- Task details
Copy each line of the records that contains the word "lance".
====== Records to use
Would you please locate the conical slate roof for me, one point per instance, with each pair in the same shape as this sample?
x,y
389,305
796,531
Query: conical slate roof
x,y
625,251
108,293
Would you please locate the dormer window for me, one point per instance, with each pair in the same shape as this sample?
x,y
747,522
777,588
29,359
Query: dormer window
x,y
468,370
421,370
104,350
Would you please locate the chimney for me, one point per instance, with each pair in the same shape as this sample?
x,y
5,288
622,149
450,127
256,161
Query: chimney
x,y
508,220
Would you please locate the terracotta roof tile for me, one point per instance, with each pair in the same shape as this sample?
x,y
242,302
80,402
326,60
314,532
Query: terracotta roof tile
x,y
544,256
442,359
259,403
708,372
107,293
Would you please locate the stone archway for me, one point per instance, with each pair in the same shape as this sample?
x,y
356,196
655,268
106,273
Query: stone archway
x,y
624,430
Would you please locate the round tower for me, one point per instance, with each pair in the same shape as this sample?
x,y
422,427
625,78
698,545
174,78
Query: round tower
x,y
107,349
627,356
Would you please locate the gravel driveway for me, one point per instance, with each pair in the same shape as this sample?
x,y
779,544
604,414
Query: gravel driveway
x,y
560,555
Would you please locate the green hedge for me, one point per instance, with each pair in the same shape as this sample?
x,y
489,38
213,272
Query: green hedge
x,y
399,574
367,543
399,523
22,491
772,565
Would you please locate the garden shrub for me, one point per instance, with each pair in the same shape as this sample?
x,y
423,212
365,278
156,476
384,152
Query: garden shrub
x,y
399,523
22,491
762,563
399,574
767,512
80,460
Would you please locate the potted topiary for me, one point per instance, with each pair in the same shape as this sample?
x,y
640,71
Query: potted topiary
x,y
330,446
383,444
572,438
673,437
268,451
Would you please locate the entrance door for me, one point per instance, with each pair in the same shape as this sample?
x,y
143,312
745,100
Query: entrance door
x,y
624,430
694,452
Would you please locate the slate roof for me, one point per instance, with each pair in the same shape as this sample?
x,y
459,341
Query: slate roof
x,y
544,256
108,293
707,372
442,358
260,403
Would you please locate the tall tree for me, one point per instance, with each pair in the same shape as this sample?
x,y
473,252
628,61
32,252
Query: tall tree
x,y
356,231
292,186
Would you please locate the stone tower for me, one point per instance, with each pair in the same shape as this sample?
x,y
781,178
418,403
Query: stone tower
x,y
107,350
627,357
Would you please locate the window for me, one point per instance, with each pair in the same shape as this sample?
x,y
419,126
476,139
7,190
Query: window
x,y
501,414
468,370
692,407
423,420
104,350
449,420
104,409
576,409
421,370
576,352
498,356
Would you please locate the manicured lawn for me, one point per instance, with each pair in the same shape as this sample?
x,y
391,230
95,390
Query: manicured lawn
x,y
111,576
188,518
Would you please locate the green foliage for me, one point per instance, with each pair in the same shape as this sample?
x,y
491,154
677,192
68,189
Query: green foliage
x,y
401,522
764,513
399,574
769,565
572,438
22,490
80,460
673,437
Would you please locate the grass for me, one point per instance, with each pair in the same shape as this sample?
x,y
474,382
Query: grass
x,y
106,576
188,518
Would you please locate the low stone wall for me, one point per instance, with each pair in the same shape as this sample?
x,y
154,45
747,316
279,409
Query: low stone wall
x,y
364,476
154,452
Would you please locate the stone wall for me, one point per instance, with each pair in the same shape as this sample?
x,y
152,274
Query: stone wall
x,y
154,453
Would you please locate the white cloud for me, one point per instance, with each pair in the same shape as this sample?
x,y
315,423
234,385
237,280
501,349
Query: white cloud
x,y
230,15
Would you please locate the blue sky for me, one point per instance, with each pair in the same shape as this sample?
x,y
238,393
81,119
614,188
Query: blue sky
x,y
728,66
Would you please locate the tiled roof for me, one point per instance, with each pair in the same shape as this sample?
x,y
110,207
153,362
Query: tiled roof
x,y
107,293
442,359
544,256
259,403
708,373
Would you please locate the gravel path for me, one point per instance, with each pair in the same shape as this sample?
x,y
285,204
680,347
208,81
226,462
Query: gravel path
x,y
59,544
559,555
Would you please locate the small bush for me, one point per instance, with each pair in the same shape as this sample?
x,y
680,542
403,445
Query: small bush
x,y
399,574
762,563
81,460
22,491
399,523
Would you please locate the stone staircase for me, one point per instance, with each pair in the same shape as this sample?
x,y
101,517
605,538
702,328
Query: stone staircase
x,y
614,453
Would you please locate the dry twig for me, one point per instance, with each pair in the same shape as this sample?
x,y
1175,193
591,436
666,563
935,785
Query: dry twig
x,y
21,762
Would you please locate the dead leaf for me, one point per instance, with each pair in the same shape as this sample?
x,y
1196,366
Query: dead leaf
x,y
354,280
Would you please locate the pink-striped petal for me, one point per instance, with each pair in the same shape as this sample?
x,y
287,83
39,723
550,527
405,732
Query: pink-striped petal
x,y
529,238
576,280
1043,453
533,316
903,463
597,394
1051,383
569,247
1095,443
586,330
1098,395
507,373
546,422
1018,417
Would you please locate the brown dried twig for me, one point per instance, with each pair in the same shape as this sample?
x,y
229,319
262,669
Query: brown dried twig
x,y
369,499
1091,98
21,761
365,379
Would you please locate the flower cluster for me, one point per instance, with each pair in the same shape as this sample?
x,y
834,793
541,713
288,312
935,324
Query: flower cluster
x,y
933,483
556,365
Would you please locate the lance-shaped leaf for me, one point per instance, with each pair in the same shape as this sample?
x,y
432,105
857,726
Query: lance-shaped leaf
============
- Response
Would you please locate the lance-shaped leaf for me, one point per instance, with each pair in the same shape as this sample?
Query: lance-shaped leaf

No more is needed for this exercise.